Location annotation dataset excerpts
··········

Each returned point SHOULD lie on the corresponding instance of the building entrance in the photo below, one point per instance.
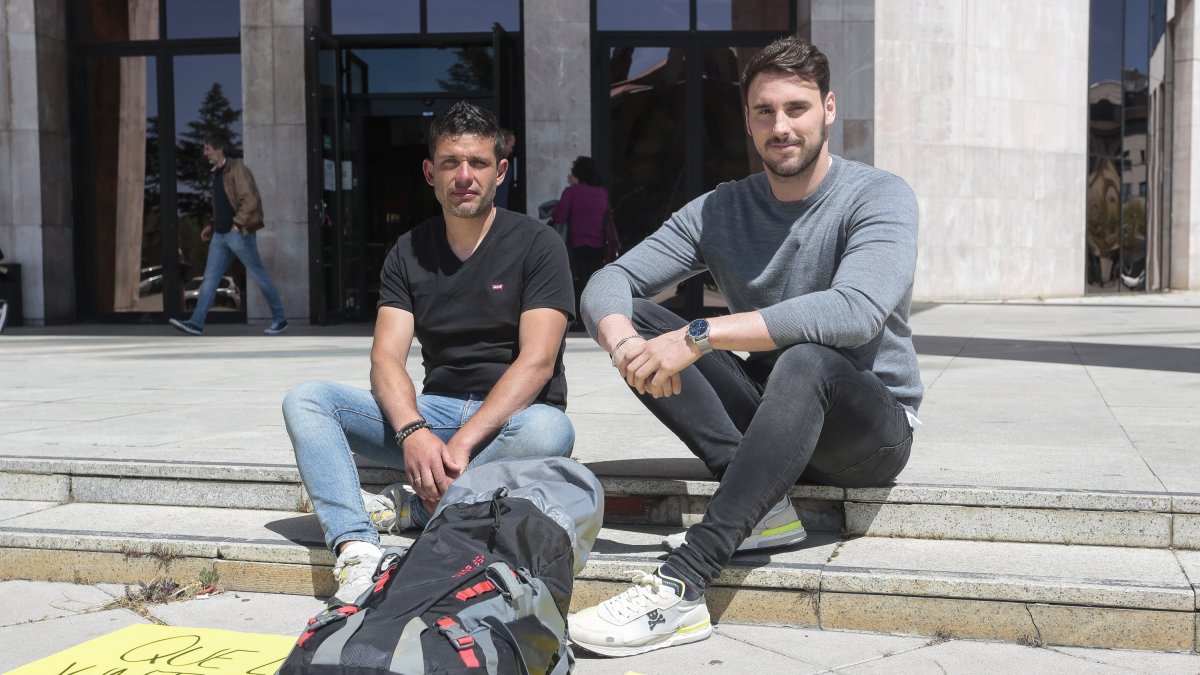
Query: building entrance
(371, 103)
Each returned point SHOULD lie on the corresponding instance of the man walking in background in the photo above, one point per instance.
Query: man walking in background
(237, 216)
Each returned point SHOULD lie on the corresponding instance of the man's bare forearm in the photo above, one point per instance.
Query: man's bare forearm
(393, 389)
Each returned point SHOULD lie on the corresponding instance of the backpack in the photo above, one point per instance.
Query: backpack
(485, 589)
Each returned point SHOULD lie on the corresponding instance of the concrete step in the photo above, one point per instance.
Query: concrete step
(1023, 592)
(640, 494)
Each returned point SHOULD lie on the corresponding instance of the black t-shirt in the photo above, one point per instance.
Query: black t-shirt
(467, 312)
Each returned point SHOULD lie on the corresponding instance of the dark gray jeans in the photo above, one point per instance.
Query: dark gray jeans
(761, 424)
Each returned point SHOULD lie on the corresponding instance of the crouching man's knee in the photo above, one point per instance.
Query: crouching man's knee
(539, 430)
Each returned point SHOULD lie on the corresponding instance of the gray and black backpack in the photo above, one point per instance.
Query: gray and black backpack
(485, 589)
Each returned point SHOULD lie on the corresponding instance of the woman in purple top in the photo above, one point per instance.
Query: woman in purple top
(583, 205)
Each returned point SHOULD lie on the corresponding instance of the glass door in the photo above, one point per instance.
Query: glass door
(671, 114)
(334, 227)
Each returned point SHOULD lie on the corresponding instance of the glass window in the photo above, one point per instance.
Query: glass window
(117, 19)
(125, 180)
(208, 99)
(354, 17)
(640, 15)
(466, 69)
(473, 16)
(742, 15)
(727, 149)
(203, 18)
(647, 113)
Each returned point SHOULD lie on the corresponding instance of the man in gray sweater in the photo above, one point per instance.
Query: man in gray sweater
(816, 257)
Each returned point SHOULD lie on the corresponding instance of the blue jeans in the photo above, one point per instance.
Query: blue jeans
(221, 254)
(330, 423)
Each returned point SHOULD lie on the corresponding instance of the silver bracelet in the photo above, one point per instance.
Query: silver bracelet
(612, 357)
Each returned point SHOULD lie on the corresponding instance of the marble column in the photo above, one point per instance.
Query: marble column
(1185, 227)
(982, 107)
(845, 31)
(35, 156)
(275, 142)
(558, 94)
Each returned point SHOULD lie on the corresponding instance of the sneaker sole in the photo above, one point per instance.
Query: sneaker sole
(682, 637)
(774, 538)
(179, 326)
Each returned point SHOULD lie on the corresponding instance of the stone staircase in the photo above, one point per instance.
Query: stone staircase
(1066, 567)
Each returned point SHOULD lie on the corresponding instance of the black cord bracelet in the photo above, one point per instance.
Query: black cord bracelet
(409, 429)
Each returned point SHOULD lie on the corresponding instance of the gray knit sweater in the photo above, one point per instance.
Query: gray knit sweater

··········

:: Problem description ::
Reproduce all of the data exactly, omitting each picture it holds.

:: Answer to the problem ::
Each returned point SHOULD lie on the corresponding instance of the building entrance in the photo below, one point per instance.
Query: building entrance
(371, 103)
Each returned point SHOULD lie on the corresponding instance of the man walking in background in the photo above, one point per instance.
Query: man walking in background
(237, 216)
Each returned point SHOULD lie on the corresponding instance of the man's bare forearm in the photo above, one point per instance.
Query: man's bare forearm
(393, 389)
Each returned point SHOULD lie on the corresponding instance of the backpack in the photo above, one point per instance.
Query: backpack
(485, 589)
Each returned point SHOULD lie on the corresponding instance of the concrete step in the photo above, one point per instance.
Query: concrete step
(1023, 592)
(640, 494)
Each returned point SHOULD lie on the corresponding instance of the black t-shirt in the photo above, one point per instance.
Query: black t-shirt
(467, 312)
Each returned point SHOULD lie on the corresponding instance of the dark gray jeans in the photo above, one point per instance.
Query: dark gray jeans
(761, 424)
Each returned point SHOULD lie on the corresponding instance of the crouching man's knee in the photo above, one point per instance.
Query: crouching man's knee
(539, 430)
Each returned point SHOULD lie on the corresponding instance of the gray and black backpack in the photo above, one point per instance.
Query: gray and black backpack
(485, 589)
Each returned point SHOULD lie on the corresponding instance of the woman in purple top in the photo above, one point per instance.
Query: woman in purple top
(583, 205)
Each returned point SHOULD lie on the corresponding instance of the glass door in the photo above, one point per instance.
Query: glass door
(671, 114)
(334, 227)
Each returned point SHOULD lie on the corresponding instance of the glass window in the photo above, one point per instance.
Query: glass window
(117, 19)
(125, 180)
(208, 99)
(354, 17)
(640, 15)
(466, 69)
(473, 16)
(742, 15)
(727, 149)
(203, 18)
(647, 113)
Each returned point SHOULD lie on the corresponding instance of the man in gray sweater in the photo above, one point per instance.
Query: man in gray sweater
(816, 257)
Each returned point SHOULD lie on the corresponding instance of the blue jeans in the photo above, one point per instance.
Query: blue jeans
(221, 254)
(330, 423)
Each returned point SHOULD lie on the corresponding instance of the silver bracelet in the photo above, one point per instance.
Query: silver bracelet
(612, 357)
Each returned point SHOULD lie on the corresponding instance of the marble column in the photo above, one point per instance.
Query: marble column
(1185, 227)
(982, 107)
(845, 31)
(35, 156)
(275, 142)
(558, 94)
Each returned point SHOULD lie on the corresponding instance of the sneaker sole in the photo above, one point per instance.
Query: sneaker sole
(682, 637)
(774, 538)
(179, 326)
Each returned point SHOULD lie on the corresponding instance of the stone staircase in the photo above, one point per instance.
Query: stone staircase
(1066, 567)
Each returned point SHOULD lie on the corresponding instance of the black cord bracelet in the photo above, one point per instance.
Query: black cord bracelet
(409, 429)
Each returned point SHOULD lie on the corresponding instance of the gray knit sweater in the photo above, one point per instance.
Query: gray knit sweater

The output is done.